— Start Data records —

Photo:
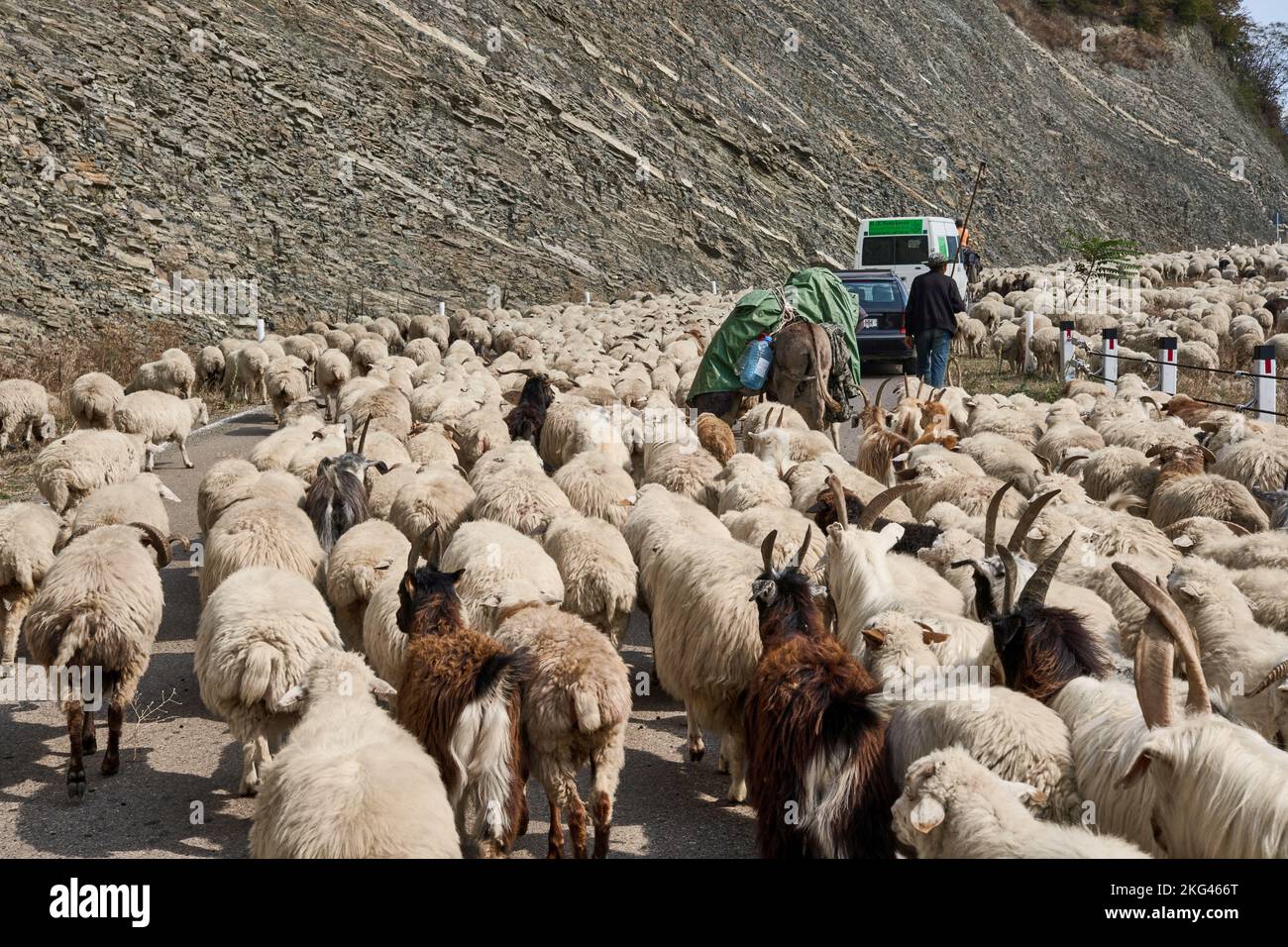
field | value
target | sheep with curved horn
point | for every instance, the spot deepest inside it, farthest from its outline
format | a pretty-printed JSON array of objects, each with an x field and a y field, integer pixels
[
  {"x": 1207, "y": 787},
  {"x": 460, "y": 696}
]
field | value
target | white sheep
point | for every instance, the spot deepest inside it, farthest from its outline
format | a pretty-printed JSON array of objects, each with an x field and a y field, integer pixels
[
  {"x": 29, "y": 536},
  {"x": 502, "y": 567},
  {"x": 576, "y": 705},
  {"x": 67, "y": 470},
  {"x": 953, "y": 806},
  {"x": 597, "y": 573},
  {"x": 94, "y": 397},
  {"x": 361, "y": 560},
  {"x": 99, "y": 607},
  {"x": 351, "y": 784},
  {"x": 172, "y": 373},
  {"x": 257, "y": 637},
  {"x": 159, "y": 418},
  {"x": 25, "y": 412},
  {"x": 261, "y": 531}
]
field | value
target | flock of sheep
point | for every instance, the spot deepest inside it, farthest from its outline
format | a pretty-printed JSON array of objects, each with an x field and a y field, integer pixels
[
  {"x": 1233, "y": 302},
  {"x": 1001, "y": 629}
]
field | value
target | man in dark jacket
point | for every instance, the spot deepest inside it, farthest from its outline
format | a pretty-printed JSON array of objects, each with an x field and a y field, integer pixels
[{"x": 931, "y": 318}]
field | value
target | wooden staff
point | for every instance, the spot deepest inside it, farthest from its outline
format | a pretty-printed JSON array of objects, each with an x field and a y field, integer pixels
[{"x": 966, "y": 219}]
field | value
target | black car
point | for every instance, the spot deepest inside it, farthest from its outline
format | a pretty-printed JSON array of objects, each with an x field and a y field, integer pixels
[{"x": 881, "y": 334}]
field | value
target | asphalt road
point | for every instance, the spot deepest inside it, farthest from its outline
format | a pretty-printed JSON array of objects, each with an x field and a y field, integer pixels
[{"x": 176, "y": 791}]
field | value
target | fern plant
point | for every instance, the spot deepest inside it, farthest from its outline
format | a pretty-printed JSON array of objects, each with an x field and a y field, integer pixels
[{"x": 1100, "y": 260}]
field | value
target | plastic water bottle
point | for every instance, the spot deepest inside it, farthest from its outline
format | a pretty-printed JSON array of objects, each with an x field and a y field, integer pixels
[{"x": 756, "y": 360}]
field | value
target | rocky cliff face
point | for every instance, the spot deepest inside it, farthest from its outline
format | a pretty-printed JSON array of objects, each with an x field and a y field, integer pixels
[{"x": 380, "y": 154}]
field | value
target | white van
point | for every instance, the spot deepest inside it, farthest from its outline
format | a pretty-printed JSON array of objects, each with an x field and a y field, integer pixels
[{"x": 902, "y": 244}]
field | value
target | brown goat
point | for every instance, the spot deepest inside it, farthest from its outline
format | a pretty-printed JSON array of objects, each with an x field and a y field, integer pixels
[
  {"x": 1189, "y": 410},
  {"x": 716, "y": 437},
  {"x": 816, "y": 767},
  {"x": 460, "y": 696}
]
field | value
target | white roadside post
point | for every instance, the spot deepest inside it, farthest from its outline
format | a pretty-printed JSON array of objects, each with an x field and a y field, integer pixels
[
  {"x": 1263, "y": 372},
  {"x": 1067, "y": 351},
  {"x": 1167, "y": 365},
  {"x": 1109, "y": 359}
]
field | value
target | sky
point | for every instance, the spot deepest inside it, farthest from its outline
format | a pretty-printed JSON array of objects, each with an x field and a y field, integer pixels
[{"x": 1266, "y": 11}]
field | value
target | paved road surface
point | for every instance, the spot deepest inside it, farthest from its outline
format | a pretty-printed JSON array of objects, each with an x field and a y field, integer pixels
[{"x": 176, "y": 792}]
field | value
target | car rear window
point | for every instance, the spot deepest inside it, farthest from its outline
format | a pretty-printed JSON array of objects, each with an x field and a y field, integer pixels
[
  {"x": 894, "y": 252},
  {"x": 877, "y": 296}
]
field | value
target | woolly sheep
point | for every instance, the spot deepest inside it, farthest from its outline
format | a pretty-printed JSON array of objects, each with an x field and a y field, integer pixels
[
  {"x": 67, "y": 470},
  {"x": 94, "y": 397},
  {"x": 261, "y": 532},
  {"x": 257, "y": 637},
  {"x": 360, "y": 562},
  {"x": 29, "y": 536},
  {"x": 953, "y": 806},
  {"x": 596, "y": 569},
  {"x": 172, "y": 373},
  {"x": 159, "y": 418},
  {"x": 351, "y": 784},
  {"x": 575, "y": 710},
  {"x": 25, "y": 412},
  {"x": 99, "y": 605}
]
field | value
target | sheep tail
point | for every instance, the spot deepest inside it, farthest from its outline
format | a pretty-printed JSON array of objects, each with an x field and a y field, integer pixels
[
  {"x": 258, "y": 673},
  {"x": 75, "y": 637},
  {"x": 585, "y": 709},
  {"x": 1122, "y": 501}
]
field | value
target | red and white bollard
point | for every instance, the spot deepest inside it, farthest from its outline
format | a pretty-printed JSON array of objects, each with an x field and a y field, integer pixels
[
  {"x": 1109, "y": 359},
  {"x": 1263, "y": 376},
  {"x": 1167, "y": 365}
]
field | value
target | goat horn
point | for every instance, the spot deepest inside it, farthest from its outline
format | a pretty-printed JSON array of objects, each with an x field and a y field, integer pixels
[
  {"x": 842, "y": 515},
  {"x": 155, "y": 540},
  {"x": 1035, "y": 589},
  {"x": 1278, "y": 673},
  {"x": 1012, "y": 571},
  {"x": 362, "y": 441},
  {"x": 417, "y": 548},
  {"x": 767, "y": 551},
  {"x": 1028, "y": 518},
  {"x": 995, "y": 504},
  {"x": 1172, "y": 618},
  {"x": 874, "y": 508},
  {"x": 1067, "y": 462},
  {"x": 800, "y": 552}
]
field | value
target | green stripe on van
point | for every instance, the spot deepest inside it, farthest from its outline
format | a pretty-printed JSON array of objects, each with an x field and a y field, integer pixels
[{"x": 883, "y": 228}]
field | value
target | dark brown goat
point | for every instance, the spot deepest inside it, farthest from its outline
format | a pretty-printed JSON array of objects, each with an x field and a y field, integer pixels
[
  {"x": 528, "y": 416},
  {"x": 338, "y": 496},
  {"x": 867, "y": 515},
  {"x": 816, "y": 768},
  {"x": 1041, "y": 647},
  {"x": 460, "y": 697}
]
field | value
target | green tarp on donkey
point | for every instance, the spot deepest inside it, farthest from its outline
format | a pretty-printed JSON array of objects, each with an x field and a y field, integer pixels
[{"x": 815, "y": 294}]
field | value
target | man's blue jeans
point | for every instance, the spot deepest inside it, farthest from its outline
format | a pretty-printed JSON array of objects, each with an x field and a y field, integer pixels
[{"x": 932, "y": 356}]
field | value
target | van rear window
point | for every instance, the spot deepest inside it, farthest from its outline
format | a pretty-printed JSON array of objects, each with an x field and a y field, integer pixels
[{"x": 894, "y": 252}]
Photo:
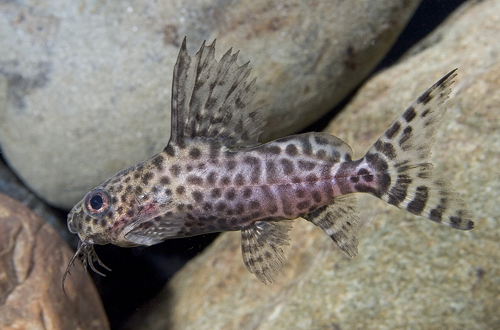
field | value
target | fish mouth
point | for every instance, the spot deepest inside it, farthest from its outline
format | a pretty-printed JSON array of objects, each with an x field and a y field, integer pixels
[{"x": 87, "y": 256}]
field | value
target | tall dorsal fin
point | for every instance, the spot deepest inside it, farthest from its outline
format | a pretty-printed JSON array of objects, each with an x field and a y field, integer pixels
[{"x": 209, "y": 100}]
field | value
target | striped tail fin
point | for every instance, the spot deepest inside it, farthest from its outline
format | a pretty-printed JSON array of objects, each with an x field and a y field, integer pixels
[{"x": 402, "y": 155}]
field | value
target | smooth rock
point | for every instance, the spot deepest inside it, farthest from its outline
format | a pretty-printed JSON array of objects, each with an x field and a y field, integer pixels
[
  {"x": 33, "y": 259},
  {"x": 410, "y": 273},
  {"x": 11, "y": 186},
  {"x": 85, "y": 86}
]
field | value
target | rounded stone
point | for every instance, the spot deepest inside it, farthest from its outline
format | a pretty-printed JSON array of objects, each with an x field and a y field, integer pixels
[
  {"x": 85, "y": 87},
  {"x": 32, "y": 263},
  {"x": 410, "y": 273}
]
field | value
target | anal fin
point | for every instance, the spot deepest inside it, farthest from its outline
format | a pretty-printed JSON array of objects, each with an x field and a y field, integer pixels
[
  {"x": 261, "y": 247},
  {"x": 340, "y": 221}
]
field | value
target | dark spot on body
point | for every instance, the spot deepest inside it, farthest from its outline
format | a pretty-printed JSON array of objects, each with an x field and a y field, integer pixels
[
  {"x": 194, "y": 180},
  {"x": 306, "y": 144},
  {"x": 321, "y": 154},
  {"x": 376, "y": 162},
  {"x": 253, "y": 205},
  {"x": 273, "y": 208},
  {"x": 417, "y": 205},
  {"x": 305, "y": 165},
  {"x": 320, "y": 139},
  {"x": 271, "y": 173},
  {"x": 400, "y": 189},
  {"x": 211, "y": 178},
  {"x": 287, "y": 166},
  {"x": 311, "y": 178},
  {"x": 239, "y": 209},
  {"x": 409, "y": 114},
  {"x": 425, "y": 98},
  {"x": 301, "y": 193},
  {"x": 146, "y": 177},
  {"x": 220, "y": 206},
  {"x": 303, "y": 205},
  {"x": 195, "y": 153},
  {"x": 239, "y": 179},
  {"x": 393, "y": 130},
  {"x": 226, "y": 181},
  {"x": 216, "y": 193},
  {"x": 247, "y": 192},
  {"x": 169, "y": 150},
  {"x": 231, "y": 194},
  {"x": 158, "y": 161},
  {"x": 386, "y": 148},
  {"x": 405, "y": 136},
  {"x": 316, "y": 196},
  {"x": 175, "y": 170},
  {"x": 291, "y": 150},
  {"x": 198, "y": 196},
  {"x": 231, "y": 164},
  {"x": 164, "y": 180}
]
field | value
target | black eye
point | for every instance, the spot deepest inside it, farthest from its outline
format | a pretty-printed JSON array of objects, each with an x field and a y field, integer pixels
[{"x": 97, "y": 201}]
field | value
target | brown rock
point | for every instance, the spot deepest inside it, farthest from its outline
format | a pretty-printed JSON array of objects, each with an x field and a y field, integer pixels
[
  {"x": 33, "y": 259},
  {"x": 410, "y": 273},
  {"x": 85, "y": 87}
]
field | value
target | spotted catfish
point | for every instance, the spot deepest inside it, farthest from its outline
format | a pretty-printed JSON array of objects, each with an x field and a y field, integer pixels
[{"x": 214, "y": 176}]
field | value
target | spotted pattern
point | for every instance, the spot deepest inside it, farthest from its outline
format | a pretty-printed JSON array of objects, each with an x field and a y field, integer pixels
[{"x": 214, "y": 176}]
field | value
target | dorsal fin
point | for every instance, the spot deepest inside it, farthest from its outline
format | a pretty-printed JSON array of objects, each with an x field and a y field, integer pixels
[{"x": 209, "y": 100}]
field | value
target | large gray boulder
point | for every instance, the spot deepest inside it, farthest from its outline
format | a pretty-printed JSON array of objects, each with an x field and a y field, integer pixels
[
  {"x": 85, "y": 86},
  {"x": 32, "y": 261},
  {"x": 410, "y": 273}
]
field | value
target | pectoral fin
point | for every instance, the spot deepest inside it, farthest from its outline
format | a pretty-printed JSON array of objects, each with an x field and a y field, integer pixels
[
  {"x": 155, "y": 230},
  {"x": 340, "y": 221},
  {"x": 261, "y": 248}
]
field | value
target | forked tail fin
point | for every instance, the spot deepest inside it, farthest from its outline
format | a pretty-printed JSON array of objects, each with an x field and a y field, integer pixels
[{"x": 402, "y": 155}]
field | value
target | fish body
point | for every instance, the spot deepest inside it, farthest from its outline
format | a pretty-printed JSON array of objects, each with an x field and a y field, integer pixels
[{"x": 214, "y": 176}]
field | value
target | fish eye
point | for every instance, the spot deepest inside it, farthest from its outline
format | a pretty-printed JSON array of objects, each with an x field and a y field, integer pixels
[{"x": 97, "y": 202}]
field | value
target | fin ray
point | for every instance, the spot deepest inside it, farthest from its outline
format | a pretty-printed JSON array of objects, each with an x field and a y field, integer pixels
[
  {"x": 340, "y": 221},
  {"x": 209, "y": 99},
  {"x": 404, "y": 151},
  {"x": 261, "y": 248}
]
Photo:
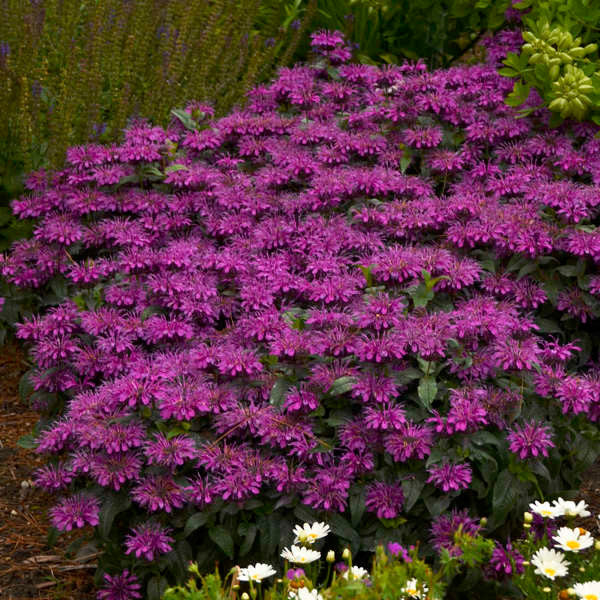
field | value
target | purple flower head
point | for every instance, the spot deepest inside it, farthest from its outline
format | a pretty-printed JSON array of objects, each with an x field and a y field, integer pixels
[
  {"x": 504, "y": 562},
  {"x": 445, "y": 526},
  {"x": 449, "y": 477},
  {"x": 124, "y": 586},
  {"x": 170, "y": 453},
  {"x": 384, "y": 499},
  {"x": 530, "y": 440},
  {"x": 397, "y": 549},
  {"x": 149, "y": 540},
  {"x": 76, "y": 511}
]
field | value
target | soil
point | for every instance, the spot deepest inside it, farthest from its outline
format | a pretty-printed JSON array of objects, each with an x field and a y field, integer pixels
[{"x": 29, "y": 568}]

— End Data records —

(Prompt): Find each line in the listing that contains the string "tail", and copy those lines. Case counts.

(Written response):
target | sheep tail
target | striped tail fin
target | forked tail fin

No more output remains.